Copy the passage from the green tea text below word for word, starting at the words "Green Tea’s Compounds" and stopping after "the branded extract.".

## Quoted passage
-- Opening Marker --
Green Tea’s Compounds
Green tea contains various naturally-occurring compounds, including the previously mentioned polyphenol catechins. The most important of these, which seems to impart much of the value offered by green tea, is epigallocatechin gallate (EGCG). In addition, green tea contains caffeine. It should be noted, however, that an 8-ounce cup of green tea contains about 24–45 mg of caffeine, which is far less than an 8-ounce cup of coffee which provides 95–200 mg.9 However, when green tea is processed as an herbal extract, it may provide a wide range of polyphenol catechins, EGCG and caffeine, which will be highly specific to the branded extract.

Green Tea’s Mechanism of Action To understand green tea’s mechanism of action, we first need a brief discussion of brown adipose tissue (BAT). BAT or brown fat is one of two types of fat or adipose tissue (the other being white adipose tissue, or white fat) found in mammals, including humans. The function of brown adipose tissue is BAT works to transfer energy from food (or stored body fat) into heat. This is known as thermogenesis.10 The stimulation of BAT can potentially increase total daily energy expenditure (i.e. burn more calories) and is seen as a possible target to treat obesity.11 In short, BAT thermogenesis helps burn more body fat than might otherwise be the case.12 So what does this have to do with green tea? Research has shown that green tea extract stimulates brown adipose tissue thermogenesis. In fact, it does so to an extent, which is much greater than can be attributed to its caffeine content (which is relevant since caffeine is known to stimulate thermogenesis). 13,14,15

Human Research On Green Tea
There have been a number of studies showing that green tea has weight loss benefits. In one three-day study16, subjects given a standardized green tea extract providing 270 mg catechins and 150 mg caffeine daily experienced a significant increase in energy expenditure (i.e., calories burned). In a three-month study17, subjects given the same dose of green tea extract decreased their body weight 4.6 percent (-7.7 pounds) and waist circumference by 4.48 percent (-4.14 cm). In another three-month study18, subjects who lost 11.2–14.7 pounds, and who were given the same standardized green tea found that after their initial weight loss they were able to maintain their weight loss and continue losing weight.
-- Closing Marker --
## Given data
-- Opening Marker --
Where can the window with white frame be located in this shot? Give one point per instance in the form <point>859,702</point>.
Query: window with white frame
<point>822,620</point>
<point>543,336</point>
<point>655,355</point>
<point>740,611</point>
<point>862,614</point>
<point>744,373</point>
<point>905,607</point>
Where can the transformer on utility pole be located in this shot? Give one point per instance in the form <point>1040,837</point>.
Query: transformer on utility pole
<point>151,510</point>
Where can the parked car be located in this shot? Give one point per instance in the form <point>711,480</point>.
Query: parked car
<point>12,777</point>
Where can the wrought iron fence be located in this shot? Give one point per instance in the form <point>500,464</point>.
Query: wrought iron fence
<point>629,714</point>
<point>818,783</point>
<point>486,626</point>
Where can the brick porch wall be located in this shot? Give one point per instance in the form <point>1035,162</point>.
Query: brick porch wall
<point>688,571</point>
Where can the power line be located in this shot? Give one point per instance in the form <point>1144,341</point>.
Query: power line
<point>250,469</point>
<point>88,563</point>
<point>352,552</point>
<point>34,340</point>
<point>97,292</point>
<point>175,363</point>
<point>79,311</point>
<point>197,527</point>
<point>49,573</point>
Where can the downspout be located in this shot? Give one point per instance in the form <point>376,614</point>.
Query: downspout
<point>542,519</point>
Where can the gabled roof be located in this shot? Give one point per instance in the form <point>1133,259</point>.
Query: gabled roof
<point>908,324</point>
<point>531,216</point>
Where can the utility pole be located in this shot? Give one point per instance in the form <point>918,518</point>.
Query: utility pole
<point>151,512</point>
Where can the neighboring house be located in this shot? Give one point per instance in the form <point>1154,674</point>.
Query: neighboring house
-- Closing Marker --
## Answer space
Green Tea’s Compounds
Green tea contains various naturally-occurring compounds, including the previously mentioned polyphenol catechins. The most important of these, which seems to impart much of the value offered by green tea, is epigallocatechin gallate (EGCG). In addition, green tea contains caffeine. It should be noted, however, that an 8-ounce cup of green tea contains about 24–45 mg of caffeine, which is far less than an 8-ounce cup of coffee which provides 95–200 mg.9 However, when green tea is processed as an herbal extract, it may provide a wide range of polyphenol catechins, EGCG and caffeine, which will be highly specific to the branded extract.